Aim - Starting at the beginning of the records and stopping after the line that contains "[[529, 33], [24, 11], [161, 68]]", arrange those records as a two-column CSV with the columns request and points, one row for each request, every field quoted and line breaks turned into spaces. Leave the pictures out.

Task inputs -
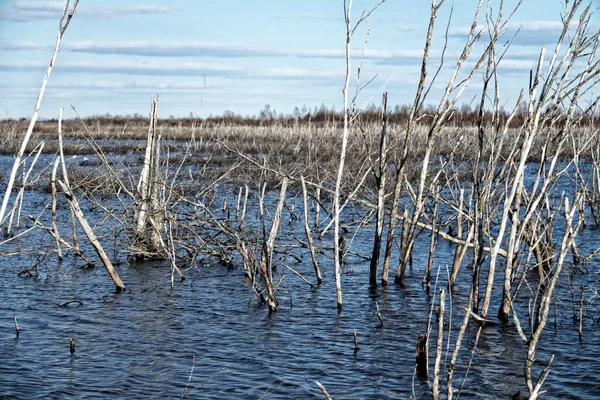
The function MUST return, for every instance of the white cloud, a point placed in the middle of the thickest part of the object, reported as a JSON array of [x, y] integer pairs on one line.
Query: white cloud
[[529, 33], [24, 11], [161, 68]]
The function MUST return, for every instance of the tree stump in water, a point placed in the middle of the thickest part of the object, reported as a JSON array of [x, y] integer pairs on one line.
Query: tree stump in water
[[422, 356]]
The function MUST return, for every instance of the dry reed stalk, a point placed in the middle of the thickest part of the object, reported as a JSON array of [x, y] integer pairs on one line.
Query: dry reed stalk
[[432, 242], [62, 241], [545, 300], [54, 224], [16, 210], [317, 206], [62, 27], [144, 183], [439, 344], [311, 247], [74, 203], [325, 392]]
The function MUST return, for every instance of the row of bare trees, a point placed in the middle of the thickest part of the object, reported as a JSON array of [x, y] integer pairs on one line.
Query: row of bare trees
[[514, 215]]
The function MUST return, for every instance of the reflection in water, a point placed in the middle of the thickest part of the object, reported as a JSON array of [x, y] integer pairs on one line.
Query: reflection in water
[[142, 343]]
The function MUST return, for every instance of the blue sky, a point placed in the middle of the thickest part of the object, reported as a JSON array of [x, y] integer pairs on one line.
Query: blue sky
[[205, 57]]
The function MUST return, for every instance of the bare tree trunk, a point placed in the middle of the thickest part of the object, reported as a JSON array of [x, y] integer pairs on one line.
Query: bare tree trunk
[[63, 24], [380, 176], [438, 349], [91, 236], [313, 255], [340, 174], [267, 251]]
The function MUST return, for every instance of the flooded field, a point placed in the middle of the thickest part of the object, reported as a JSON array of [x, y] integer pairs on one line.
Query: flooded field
[[210, 337]]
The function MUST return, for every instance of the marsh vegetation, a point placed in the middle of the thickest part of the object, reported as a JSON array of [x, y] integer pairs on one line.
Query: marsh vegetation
[[467, 233]]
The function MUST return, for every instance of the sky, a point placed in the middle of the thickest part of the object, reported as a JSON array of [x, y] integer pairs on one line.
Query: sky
[[203, 57]]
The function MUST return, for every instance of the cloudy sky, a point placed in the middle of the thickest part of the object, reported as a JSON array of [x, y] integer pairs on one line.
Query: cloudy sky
[[205, 57]]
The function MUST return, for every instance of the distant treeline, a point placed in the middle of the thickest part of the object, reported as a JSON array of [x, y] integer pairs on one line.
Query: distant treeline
[[463, 115]]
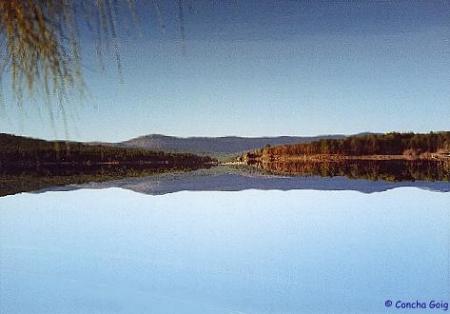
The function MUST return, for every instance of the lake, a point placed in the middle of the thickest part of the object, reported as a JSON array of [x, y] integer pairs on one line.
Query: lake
[[219, 244]]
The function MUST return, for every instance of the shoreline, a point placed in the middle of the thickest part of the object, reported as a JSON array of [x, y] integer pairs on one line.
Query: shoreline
[[340, 158]]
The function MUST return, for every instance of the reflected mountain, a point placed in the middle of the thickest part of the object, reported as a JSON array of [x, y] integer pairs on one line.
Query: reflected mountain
[[362, 176], [225, 178]]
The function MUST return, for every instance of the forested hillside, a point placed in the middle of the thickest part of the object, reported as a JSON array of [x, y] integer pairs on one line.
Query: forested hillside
[[17, 150], [407, 144]]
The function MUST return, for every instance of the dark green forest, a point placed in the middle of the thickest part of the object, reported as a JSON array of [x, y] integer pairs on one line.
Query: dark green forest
[[23, 151], [409, 144]]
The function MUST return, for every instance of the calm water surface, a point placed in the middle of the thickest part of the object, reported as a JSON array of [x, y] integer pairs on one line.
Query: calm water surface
[[298, 251]]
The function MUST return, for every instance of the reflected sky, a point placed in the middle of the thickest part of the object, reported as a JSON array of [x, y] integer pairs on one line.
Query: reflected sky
[[116, 251]]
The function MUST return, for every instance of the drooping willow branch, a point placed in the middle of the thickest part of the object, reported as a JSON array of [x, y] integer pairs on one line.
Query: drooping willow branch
[[40, 43]]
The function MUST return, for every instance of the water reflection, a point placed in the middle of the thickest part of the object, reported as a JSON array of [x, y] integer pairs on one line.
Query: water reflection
[[387, 170]]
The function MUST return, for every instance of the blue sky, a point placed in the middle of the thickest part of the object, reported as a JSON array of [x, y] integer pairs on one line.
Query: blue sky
[[254, 68]]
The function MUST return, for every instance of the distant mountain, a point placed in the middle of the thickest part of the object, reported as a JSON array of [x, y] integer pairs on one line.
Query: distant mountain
[[216, 145]]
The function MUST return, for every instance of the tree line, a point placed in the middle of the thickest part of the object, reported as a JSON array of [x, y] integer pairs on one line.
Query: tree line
[[370, 144], [16, 150]]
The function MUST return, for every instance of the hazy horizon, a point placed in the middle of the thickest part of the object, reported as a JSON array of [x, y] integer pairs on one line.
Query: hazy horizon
[[261, 68]]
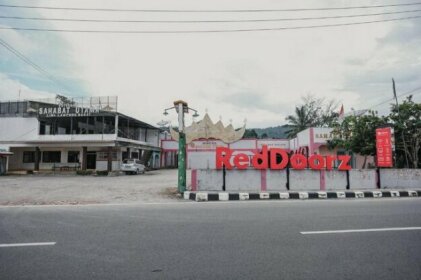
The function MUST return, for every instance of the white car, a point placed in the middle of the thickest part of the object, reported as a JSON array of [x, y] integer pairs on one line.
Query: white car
[[132, 166]]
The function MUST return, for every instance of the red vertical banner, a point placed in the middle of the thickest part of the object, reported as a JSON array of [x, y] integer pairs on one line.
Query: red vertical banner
[[384, 147]]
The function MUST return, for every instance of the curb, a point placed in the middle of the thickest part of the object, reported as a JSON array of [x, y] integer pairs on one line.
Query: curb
[[225, 196]]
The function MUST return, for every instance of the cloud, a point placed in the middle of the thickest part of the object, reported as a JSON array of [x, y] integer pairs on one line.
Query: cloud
[[258, 76], [13, 90]]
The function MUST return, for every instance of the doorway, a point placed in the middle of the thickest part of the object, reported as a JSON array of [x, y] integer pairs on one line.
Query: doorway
[[91, 160]]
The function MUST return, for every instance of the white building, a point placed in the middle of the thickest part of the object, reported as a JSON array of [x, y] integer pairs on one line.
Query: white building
[[64, 134]]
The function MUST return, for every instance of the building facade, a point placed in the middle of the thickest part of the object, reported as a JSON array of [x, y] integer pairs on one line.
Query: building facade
[[64, 134], [201, 153]]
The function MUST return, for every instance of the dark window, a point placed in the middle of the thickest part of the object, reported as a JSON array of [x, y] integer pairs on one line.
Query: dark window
[[48, 156], [73, 156], [28, 157], [135, 155]]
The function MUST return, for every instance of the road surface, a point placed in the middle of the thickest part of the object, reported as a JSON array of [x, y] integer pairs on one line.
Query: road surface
[[214, 240]]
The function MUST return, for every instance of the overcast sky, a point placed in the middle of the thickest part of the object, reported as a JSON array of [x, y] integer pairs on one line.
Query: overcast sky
[[260, 76]]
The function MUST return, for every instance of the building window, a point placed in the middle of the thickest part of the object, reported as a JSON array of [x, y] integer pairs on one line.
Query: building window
[[73, 156], [28, 157], [103, 156], [54, 156]]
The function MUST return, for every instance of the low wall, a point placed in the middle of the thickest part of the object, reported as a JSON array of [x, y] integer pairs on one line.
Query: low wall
[[363, 179], [306, 180], [400, 178]]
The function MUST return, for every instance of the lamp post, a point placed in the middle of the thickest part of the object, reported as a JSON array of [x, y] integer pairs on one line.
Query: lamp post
[[181, 108]]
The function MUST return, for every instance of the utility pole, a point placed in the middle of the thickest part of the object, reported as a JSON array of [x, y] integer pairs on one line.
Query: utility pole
[[399, 116], [182, 108]]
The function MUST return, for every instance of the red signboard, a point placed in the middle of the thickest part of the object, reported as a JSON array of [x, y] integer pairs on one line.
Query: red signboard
[[262, 160], [384, 147]]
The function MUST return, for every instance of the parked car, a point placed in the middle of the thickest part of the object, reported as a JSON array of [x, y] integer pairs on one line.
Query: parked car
[[132, 166]]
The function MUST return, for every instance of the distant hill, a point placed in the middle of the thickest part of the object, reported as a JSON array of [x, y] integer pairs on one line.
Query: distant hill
[[275, 132]]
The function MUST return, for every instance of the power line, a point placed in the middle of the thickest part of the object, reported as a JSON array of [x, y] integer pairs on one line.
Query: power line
[[399, 95], [205, 31], [207, 21], [207, 11], [30, 63]]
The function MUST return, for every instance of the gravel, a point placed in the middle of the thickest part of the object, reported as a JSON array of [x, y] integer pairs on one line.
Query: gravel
[[42, 189]]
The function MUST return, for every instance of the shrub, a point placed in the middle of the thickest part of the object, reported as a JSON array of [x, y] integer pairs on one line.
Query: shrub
[[84, 172], [102, 172]]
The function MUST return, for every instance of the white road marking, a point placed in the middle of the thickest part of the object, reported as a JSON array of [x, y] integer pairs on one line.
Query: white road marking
[[27, 244], [360, 230]]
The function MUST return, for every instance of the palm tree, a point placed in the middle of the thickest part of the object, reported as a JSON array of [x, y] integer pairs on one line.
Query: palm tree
[[298, 122]]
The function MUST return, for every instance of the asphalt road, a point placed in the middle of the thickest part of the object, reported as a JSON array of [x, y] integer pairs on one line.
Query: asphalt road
[[221, 240]]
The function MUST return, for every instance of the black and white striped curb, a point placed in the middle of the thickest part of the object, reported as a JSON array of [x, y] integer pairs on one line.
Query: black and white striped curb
[[225, 196]]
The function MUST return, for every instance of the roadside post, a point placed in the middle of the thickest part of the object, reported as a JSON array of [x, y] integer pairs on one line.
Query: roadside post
[[181, 108]]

Task result -
request,points
"The function MUST return, for every instance of the white cloud, a point placed in the middle of the thickest part of the object, reported as a JSON array of [x, y] integer pairs on one line. Query: white cloud","[[529, 33], [24, 11], [161, 68]]"